- _TEXT PASSAGE_

::::::

Augmented intelligence for ITOps

This layer focusses on finding creative ways of human-machine interaction such that AI-driven insights can make the best use of human intuition and experience. The advances in generative AI have accelerated the development of this layer. Generative AI can transform the human-in-the-loop experience of the first mile and the last-mile of autonomous IT operations.

• Knowledge Accelerator: The first mile of autonomous IT operations relies on comprehensive knowledge for modeling IT operations. GenAI can transform this first mile process by creating a knowledge accelerator to capture enterprise context and generate automation scripts for various operations such as resource provisioning, service configurations, patch management, and so on. This allows us to easily adapt to technological changes and accelerate the automation of lifecycle-specific service operations.
• AI Assist: The last mile of autonomous IT operations requires human involvement to validate actions, guide in case of exceptions, and to consume insights for continuous improvements. GenAI can transform this last mile by creating an intelligent assistant to drive intelligent conversations. It leverages GenAI’s ability to understand language, capture user context, and learn from feedback. As a result, the analytics insights can be consumed in a much simpler and intuitive way, leading to a higher AI adoption, faster incident resolutions, and proactive problem management.

::::::

(Collected data)
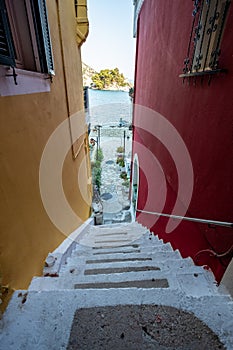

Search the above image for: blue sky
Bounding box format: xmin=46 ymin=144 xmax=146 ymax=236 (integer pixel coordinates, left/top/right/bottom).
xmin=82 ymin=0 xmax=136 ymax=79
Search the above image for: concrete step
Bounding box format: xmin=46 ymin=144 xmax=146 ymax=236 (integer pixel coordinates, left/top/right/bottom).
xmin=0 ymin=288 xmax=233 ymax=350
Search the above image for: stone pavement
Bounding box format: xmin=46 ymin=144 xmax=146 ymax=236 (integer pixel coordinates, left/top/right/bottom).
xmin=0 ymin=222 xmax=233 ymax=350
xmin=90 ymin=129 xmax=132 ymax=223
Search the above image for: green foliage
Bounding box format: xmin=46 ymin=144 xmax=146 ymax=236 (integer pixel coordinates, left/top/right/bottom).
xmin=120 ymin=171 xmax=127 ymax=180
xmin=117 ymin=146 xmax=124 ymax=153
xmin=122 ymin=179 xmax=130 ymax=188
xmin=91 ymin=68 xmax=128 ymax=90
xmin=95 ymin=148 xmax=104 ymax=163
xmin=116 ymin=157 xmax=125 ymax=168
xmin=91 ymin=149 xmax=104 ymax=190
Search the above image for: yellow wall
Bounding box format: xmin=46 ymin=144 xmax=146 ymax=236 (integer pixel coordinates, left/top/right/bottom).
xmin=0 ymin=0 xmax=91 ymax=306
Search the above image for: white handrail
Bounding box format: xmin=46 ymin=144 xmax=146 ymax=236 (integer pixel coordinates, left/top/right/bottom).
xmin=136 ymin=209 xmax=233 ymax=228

::::::

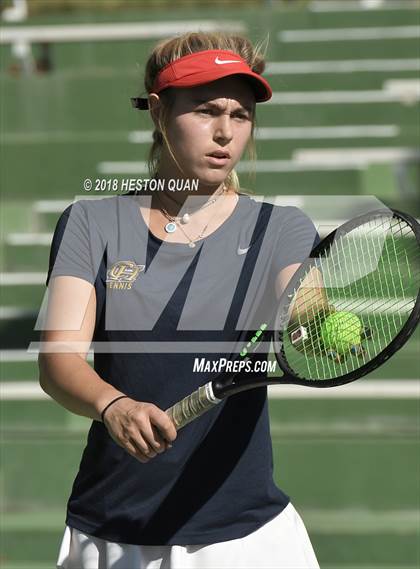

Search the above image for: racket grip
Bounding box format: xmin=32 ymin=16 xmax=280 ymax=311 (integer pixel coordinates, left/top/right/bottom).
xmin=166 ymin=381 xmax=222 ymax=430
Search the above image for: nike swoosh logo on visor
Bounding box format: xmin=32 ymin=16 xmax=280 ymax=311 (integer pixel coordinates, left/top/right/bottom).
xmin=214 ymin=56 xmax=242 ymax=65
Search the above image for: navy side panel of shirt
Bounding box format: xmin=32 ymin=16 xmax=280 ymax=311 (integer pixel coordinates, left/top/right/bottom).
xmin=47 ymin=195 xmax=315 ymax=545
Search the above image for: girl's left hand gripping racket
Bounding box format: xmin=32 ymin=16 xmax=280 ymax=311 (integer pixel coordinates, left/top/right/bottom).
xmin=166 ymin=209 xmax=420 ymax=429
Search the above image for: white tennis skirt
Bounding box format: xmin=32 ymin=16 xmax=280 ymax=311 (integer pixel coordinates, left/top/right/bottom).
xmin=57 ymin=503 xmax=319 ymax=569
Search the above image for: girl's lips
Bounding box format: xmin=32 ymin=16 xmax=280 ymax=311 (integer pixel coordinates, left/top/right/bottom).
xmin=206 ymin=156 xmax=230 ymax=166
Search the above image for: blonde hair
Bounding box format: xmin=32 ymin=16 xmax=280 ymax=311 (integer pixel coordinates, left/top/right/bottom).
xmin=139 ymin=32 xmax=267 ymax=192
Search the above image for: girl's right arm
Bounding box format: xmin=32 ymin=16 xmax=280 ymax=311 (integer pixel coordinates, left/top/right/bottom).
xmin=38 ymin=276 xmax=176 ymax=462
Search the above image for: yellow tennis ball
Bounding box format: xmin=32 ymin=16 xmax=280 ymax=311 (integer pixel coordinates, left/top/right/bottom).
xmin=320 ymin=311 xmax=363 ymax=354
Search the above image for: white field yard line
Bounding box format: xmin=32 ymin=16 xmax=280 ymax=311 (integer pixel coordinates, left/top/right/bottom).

::::::

Continue the passage on augmented intelligence for IT operations, picking up after its final sentence.

- _EXPECTED OUTPUT_
AIOps use cases in IT:

AI has a lot to offer in the space of AIOps. AI opportunities are present in various use cases such as event management, incident management, performance and capacity management, transformation planning, and many more. However, most organizations lack a systematic journey to operationalize AI. This layer addresses this problem by creating AI-powered use cases for IT operations. These use cases can be broadly grouped into four categories:

• Understand the behavior: These use cases focus on baselining the normal behavior of the system. The use cases detect trends, patterns, changes, anomalies, and problem signatures. They form the basis of advanced analysis such as localizing root cause of incidents, predicting future events, assessing impact of change, and so on.
• Derive systemic insights: These use cases focus on deriving systemic insights with specific focus such as capacity analysis, risk assessment, change management, and so on .
• Operationalize insights: These use cases operationalize the insights derived from historical behavior for specific operations such as event management and incident management.
• Drive transformation: These use cases leverage the predictive and prescriptive capabilities to predict future behavior, plan for change, and drive transformation plans.

Conclusion

AI has lots to offer to enterprise IT operations. However, harnessing the real power of AI requires addressing various rubber-meets-the-road challenges. It cannot just improve the efficiency and effectiveness of the AIOps solution, but it can also help drive transformation strategies with the adoption by the business teams. This technology holds great potential and hence demands continuous exploration with ethical use and responsible development.